— start of TEXT PROVIDED —
Did Bella Bond suffer every day?

Beverly Beckham

The Boston Globe

This is what haunts me. That Bella Bond's horrific murder was not a single act of violence, an aberration in an up-to-then perfect, storybook life. But that this little girl suffered every day.

Conceived in a drug-induced haze in an Occupy Boston tent, she never met her father. Prosecutors say she was murdered on a mattress on a cluttered floor, allegedly by her mother's boyfriend, stuffed in a trash bag, shoved in a refrigerator, thrown into a duffel bag with a couple of weights so she wouldn't float up, then tossed into the sea.

This is what we know about Bella Bond. And what we know is sickening.

But what we don't know may be even worse.

There's a video of Bella on her second birthday, shot by her drug-addled mother who can barely hold the camera. The footage is jerky and unfocused, but it shows Bella wearing a sparkly outfit, a beauty sash, a tiara, and holding a wand. She's being led into a room by her aunt. The child looks confused. Her mother is shouting and spraying her with silly string and is loud and insistent. "Happy birthday, Bella! Come on, Bella. Come on. . . . Look what Mama did while you were sleeping. Look! Look! Look! LOOK at the table!!"

On the table are presents and there are balloons everywhere — a huge effort by the mother, right? But it is hard to watch the labored glad-handing of Rachelle Bond, a woman appearing so stoned that it's almost like a skit, a bad skit. And there is wariness in her daughter's eyes.
— end of TEXT PROVIDED —
— start of DATA LINES —
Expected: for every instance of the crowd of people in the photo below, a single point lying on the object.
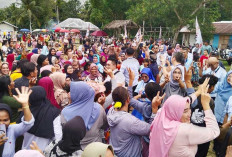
— end of DATA LINES —
- COMPLETE THE FOLLOWING
1/ Using the column on Bella Bond above, list every item the column says Bella is wearing or holding in the birthday video.
2/ Please answer these from the Bella Bond column above, one short line each:
(a) Where was Bella conceived?
(b) Who leads Bella into the room in the birthday video?
(c) Besides balloons, what is on the table?

- SET OF ANSWERS
1/
- A sparkly outfit
- A beauty sash
- A tiara
- A wand

2/
(a) In an Occupy Boston tent.
(b) Her aunt.
(c) Presents.